• WHAT YOU WILL DO:
Filter the records below and copy every line containing the word "black".

• Dataset records:
—————
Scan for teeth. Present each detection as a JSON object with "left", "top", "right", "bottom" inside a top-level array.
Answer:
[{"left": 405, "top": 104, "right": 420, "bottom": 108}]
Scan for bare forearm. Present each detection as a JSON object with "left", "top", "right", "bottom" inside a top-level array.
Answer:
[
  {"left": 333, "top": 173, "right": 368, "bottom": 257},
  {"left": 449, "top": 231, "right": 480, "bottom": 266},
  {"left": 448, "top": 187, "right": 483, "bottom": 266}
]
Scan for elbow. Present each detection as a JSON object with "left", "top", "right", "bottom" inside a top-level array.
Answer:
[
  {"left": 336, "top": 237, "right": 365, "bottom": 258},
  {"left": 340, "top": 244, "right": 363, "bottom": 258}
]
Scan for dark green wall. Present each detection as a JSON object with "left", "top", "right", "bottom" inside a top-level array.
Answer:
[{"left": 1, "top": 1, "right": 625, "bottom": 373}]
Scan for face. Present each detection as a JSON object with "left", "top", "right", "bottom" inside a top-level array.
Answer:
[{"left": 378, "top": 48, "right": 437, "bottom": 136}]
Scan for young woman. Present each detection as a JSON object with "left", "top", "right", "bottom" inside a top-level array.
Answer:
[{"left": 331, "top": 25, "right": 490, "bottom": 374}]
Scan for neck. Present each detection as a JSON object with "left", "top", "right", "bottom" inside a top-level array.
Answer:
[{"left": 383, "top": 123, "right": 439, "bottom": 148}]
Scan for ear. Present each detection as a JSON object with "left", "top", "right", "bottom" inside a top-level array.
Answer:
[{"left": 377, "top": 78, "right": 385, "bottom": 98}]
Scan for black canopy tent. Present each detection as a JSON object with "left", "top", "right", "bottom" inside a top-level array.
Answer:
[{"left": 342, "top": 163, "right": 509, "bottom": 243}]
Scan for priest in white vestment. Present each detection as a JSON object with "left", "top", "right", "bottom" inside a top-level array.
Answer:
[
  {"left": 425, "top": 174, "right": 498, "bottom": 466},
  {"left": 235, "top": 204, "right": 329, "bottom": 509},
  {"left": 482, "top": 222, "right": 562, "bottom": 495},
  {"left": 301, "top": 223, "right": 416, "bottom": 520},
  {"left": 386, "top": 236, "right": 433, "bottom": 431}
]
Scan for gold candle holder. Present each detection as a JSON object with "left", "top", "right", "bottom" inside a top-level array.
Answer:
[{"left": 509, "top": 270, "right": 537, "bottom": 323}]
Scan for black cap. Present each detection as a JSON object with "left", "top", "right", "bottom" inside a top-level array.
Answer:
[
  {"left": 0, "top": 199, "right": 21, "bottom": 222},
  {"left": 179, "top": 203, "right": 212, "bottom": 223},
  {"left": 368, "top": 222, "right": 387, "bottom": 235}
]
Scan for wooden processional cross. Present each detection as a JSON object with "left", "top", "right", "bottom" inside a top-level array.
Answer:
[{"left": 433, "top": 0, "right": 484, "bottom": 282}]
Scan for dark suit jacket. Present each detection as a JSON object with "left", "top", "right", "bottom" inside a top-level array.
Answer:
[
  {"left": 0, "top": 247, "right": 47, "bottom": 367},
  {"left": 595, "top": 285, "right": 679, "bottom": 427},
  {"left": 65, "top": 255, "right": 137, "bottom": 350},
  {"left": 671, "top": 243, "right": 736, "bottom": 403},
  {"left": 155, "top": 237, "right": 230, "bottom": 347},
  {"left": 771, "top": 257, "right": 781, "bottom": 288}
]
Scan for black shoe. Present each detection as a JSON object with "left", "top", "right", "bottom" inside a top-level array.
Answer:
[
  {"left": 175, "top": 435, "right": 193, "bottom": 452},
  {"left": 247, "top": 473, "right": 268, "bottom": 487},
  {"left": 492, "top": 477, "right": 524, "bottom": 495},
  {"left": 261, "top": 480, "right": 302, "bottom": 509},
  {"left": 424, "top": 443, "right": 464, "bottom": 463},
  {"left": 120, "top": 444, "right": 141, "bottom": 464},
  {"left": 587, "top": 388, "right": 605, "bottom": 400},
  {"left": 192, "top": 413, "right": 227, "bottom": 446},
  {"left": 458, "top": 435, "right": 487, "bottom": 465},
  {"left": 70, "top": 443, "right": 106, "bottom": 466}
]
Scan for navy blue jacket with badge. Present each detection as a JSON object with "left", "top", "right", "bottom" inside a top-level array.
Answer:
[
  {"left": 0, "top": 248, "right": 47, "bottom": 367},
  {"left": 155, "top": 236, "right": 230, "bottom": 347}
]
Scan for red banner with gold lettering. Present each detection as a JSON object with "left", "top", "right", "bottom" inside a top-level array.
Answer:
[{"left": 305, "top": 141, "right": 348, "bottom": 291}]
—————
• OUTPUT:
Scan for black canopy tent. Present each detection as a JSON object with "left", "top", "right", "bottom" inside a top-level array.
Scan for black cap. Present each detection as a JSON object with "left", "top", "right", "bottom" inside a top-level array.
Scan for black shoe. Present each detection as a JSON object with "left", "top", "right", "bottom" inside a top-level array.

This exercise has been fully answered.